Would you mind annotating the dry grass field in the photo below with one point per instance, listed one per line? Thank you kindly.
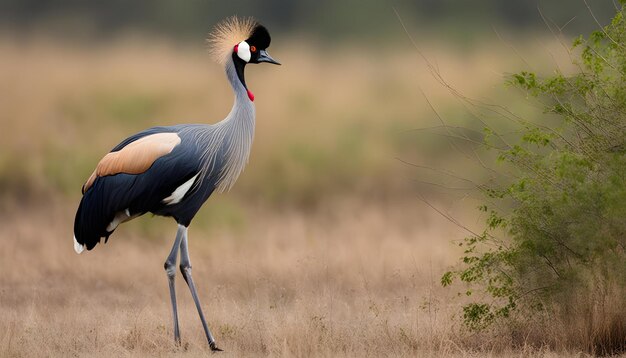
(321, 249)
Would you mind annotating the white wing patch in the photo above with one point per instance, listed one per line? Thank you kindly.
(180, 192)
(78, 247)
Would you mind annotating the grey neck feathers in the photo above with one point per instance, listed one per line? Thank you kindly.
(230, 139)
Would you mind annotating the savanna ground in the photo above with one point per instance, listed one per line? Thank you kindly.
(322, 248)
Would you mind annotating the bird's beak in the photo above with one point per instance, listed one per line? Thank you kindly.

______________________________

> [Problem statement]
Everything from the line that contains "Would you mind annotating the white" to the last line of the records, restated word for word, is the required output.

> [Answer section]
Would you mind annotating the white wing patch in the photo above with one point per instance, listed one per line? Thank you kindly.
(180, 192)
(78, 247)
Would you mind annotating the grey neck feathers in the photo above with one point per instance, listed one per line? Thank you kindly.
(230, 139)
Would you mind annotating the savanna ground in the photo above with one point per instance, listed one per line? Thank you kindly.
(322, 248)
Would you mind annotating the bird's beak in the photo above with one point per instance, listed one per line? Thank you kindly.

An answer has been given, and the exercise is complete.